In the entries below, count each line where "power" appears. Give the total and nothing more.

Supplied information =>
###

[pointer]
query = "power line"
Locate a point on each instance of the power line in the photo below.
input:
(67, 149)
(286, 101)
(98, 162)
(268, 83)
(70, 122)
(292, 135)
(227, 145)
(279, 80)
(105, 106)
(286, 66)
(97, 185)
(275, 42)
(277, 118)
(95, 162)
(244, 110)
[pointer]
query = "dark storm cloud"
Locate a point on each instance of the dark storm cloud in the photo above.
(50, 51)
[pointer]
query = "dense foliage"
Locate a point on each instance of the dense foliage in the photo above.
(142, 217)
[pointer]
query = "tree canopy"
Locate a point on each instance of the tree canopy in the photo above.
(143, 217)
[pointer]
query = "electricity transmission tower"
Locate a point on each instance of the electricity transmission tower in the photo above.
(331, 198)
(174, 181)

###

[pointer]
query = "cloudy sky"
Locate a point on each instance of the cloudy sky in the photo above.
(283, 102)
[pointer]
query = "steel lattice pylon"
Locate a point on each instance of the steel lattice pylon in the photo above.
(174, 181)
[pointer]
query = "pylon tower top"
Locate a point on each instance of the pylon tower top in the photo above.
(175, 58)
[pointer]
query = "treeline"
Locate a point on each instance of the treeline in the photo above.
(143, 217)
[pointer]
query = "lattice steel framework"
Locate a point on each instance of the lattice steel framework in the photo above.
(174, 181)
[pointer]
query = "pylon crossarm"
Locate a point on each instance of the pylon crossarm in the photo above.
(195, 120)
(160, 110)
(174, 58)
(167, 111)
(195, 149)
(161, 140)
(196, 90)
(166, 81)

###

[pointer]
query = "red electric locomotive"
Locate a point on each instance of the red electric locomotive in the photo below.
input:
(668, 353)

###

Reply => 2